Transcribe the data as written, minus images.

══════

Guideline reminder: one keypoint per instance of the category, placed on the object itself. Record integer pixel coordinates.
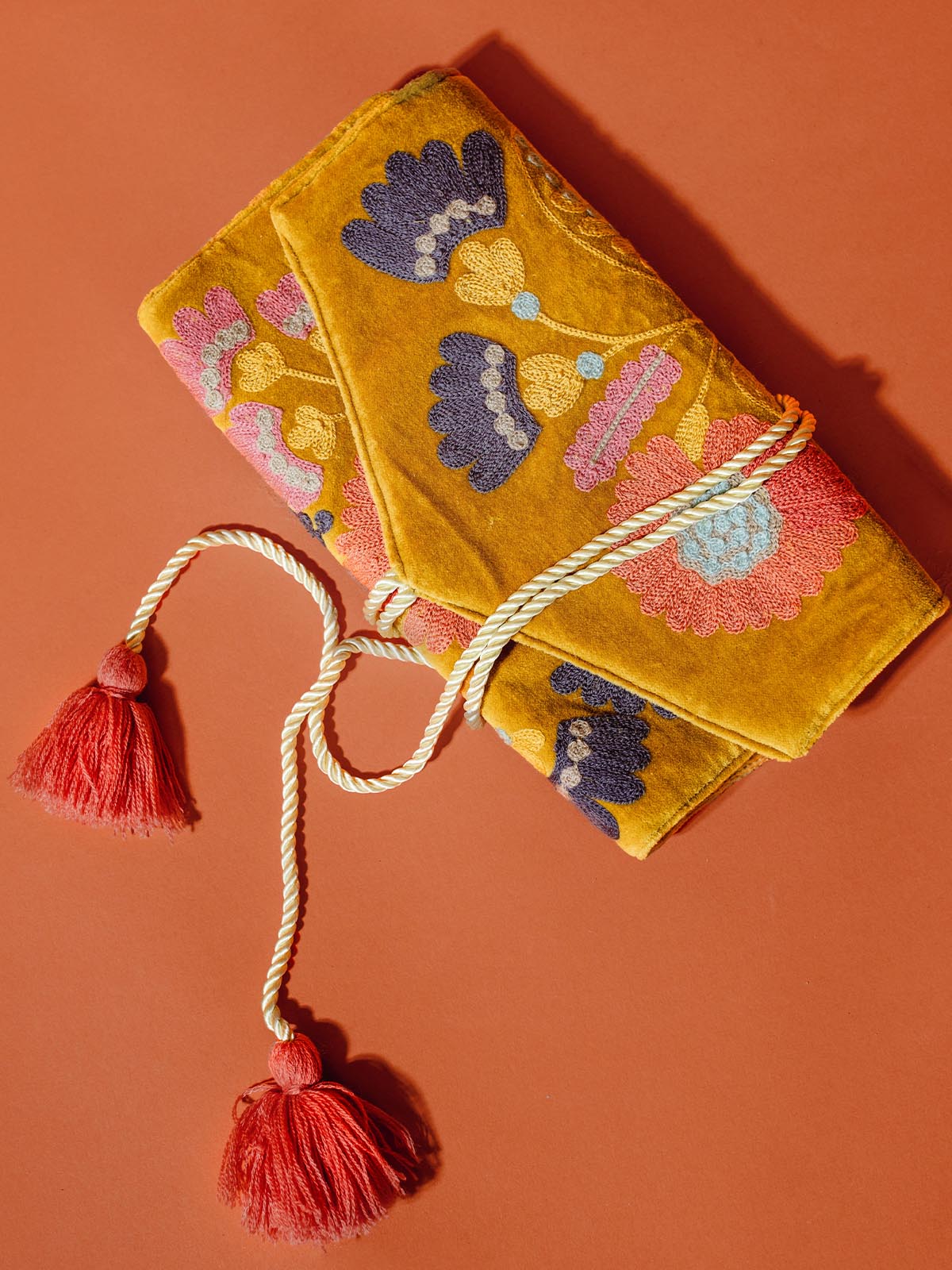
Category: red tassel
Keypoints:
(310, 1161)
(102, 760)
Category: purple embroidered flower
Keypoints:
(482, 412)
(206, 347)
(596, 691)
(319, 526)
(428, 206)
(287, 309)
(597, 759)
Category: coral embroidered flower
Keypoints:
(206, 347)
(486, 425)
(742, 567)
(255, 431)
(287, 310)
(366, 556)
(597, 759)
(428, 206)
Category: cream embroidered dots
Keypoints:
(441, 222)
(257, 432)
(428, 206)
(484, 418)
(577, 751)
(226, 341)
(497, 403)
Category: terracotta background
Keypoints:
(734, 1056)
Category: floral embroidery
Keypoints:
(692, 429)
(619, 417)
(528, 742)
(314, 431)
(362, 545)
(552, 383)
(482, 414)
(319, 526)
(366, 556)
(597, 759)
(264, 365)
(206, 347)
(497, 276)
(255, 431)
(437, 628)
(428, 206)
(286, 308)
(596, 691)
(742, 567)
(497, 279)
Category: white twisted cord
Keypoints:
(575, 571)
(389, 600)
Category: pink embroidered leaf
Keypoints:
(255, 431)
(613, 423)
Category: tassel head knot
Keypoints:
(122, 673)
(295, 1064)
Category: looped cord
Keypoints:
(390, 598)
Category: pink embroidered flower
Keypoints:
(437, 628)
(287, 309)
(742, 567)
(255, 431)
(206, 347)
(362, 545)
(366, 556)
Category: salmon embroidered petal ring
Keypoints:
(559, 489)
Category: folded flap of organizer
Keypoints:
(518, 380)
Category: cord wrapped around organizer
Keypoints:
(560, 491)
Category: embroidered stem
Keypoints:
(696, 421)
(616, 343)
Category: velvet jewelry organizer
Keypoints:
(455, 372)
(559, 488)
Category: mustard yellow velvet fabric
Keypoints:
(423, 328)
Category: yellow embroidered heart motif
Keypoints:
(497, 272)
(530, 742)
(314, 432)
(692, 429)
(551, 384)
(259, 368)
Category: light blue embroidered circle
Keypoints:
(526, 305)
(729, 544)
(589, 366)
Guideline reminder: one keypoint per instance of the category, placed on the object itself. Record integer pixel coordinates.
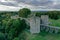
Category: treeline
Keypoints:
(51, 14)
(12, 29)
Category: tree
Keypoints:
(24, 12)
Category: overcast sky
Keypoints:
(31, 4)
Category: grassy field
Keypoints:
(42, 36)
(55, 22)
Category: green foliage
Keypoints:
(52, 14)
(2, 36)
(14, 27)
(24, 12)
(16, 38)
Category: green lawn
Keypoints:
(55, 22)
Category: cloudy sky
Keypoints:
(15, 5)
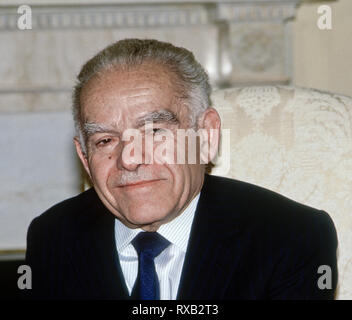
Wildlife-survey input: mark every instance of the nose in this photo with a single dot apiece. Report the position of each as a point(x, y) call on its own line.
point(130, 156)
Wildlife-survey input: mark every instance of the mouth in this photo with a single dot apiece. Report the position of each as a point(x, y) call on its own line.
point(139, 184)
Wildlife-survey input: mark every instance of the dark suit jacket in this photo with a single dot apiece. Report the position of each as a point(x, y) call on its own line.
point(246, 243)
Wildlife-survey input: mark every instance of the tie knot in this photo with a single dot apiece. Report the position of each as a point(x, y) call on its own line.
point(149, 243)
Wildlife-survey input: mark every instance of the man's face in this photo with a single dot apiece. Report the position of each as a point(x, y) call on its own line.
point(141, 194)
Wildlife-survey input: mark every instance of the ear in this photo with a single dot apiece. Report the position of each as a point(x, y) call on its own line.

══════

• [ANSWER TO THIS EXERCISE]
Guideline reminder: one keypoint per instance of the category, placed on the object itself. Record integer pixel coordinates.
Category: red tassel
Keypoints:
(310, 1161)
(102, 760)
Category: purple embroidered flower
Keypoints:
(482, 412)
(206, 347)
(596, 691)
(319, 526)
(428, 206)
(287, 309)
(597, 759)
Category: coral embroidered flower
Keypoints:
(206, 347)
(486, 425)
(742, 567)
(255, 431)
(287, 310)
(366, 556)
(597, 759)
(428, 206)
Category: cream embroidered dots
Keypoints:
(441, 222)
(257, 432)
(428, 206)
(484, 418)
(577, 751)
(226, 341)
(497, 403)
Category: terracotta background
Keypoints:
(734, 1056)
Category: floral embroidery
Keypoints:
(692, 429)
(619, 417)
(528, 742)
(314, 431)
(362, 545)
(552, 383)
(482, 414)
(319, 526)
(366, 556)
(597, 759)
(264, 365)
(206, 347)
(497, 276)
(255, 431)
(437, 628)
(428, 206)
(286, 308)
(596, 691)
(742, 567)
(497, 279)
Category: white twisted cord
Keypoints:
(575, 571)
(389, 600)
Category: pink embroidered leaf
Keypoints:
(255, 431)
(613, 423)
Category: tassel head knot
Keypoints:
(122, 673)
(295, 1064)
Category: looped cord
Keypoints:
(390, 598)
Category: pink embroidered flower
Keypoints:
(437, 628)
(287, 309)
(742, 567)
(255, 431)
(206, 347)
(362, 545)
(366, 556)
Category: salmon embroidered petal ring
Keypoints:
(559, 489)
Category: folded flap of organizer
Keypoints:
(518, 380)
Category: cord wrapped around organizer
Keypoints:
(560, 491)
Category: embroidered stem
Keypoints:
(696, 421)
(616, 343)
Category: velvet jewelry organizer
Keypoints:
(455, 372)
(559, 488)
Category: mustard yellow velvet fabric
Keypoints:
(423, 328)
Category: yellow embroidered heart motif
Keypoints:
(497, 272)
(530, 742)
(314, 432)
(692, 429)
(551, 384)
(259, 368)
Category: light blue embroidered circle
Keypoints:
(526, 305)
(729, 544)
(589, 366)
Guideline reminder: one keypoint per instance of the category, placed on the object itself. Record integer pixel coordinates.
Category: treeline
Keypoints:
(51, 14)
(12, 29)
Category: tree
Keypoints:
(24, 12)
Category: overcast sky
Keypoints:
(31, 4)
Category: grassy field
Keypoints:
(42, 36)
(55, 22)
Category: green foliage
Keypoints:
(52, 14)
(2, 36)
(14, 27)
(24, 12)
(16, 38)
Category: green lawn
Keypoints:
(55, 22)
Category: cloudy sky
Keypoints:
(15, 5)
Wildlife-survey input: mark every instance of the nose in this photo with a single dot apiece. Report the position of each as a point(x, y) call on its own line.
point(130, 156)
Wildlife-survey input: mark every instance of the mouth in this photo with a single dot apiece. Report the position of each as a point(x, y) call on its own line.
point(139, 184)
Wildlife-survey input: mark every instance of the dark suit jacket in this photo with a single dot apiece. Report the position of each as a point(x, y) call on its own line.
point(246, 243)
Wildlife-survey input: mark every instance of the tie knot in this photo with a single dot apiece. Report the position of each as a point(x, y) call on its own line.
point(149, 243)
Wildlife-survey input: mark every instance of the man's face in this photo with a single dot apiece. Report the position of each as a point(x, y) call on its own line.
point(141, 194)
Wildlife-survey input: mark every instance of the ear in this photo with a single dot apiece. Report the position of each as a point(x, y) call on its own line.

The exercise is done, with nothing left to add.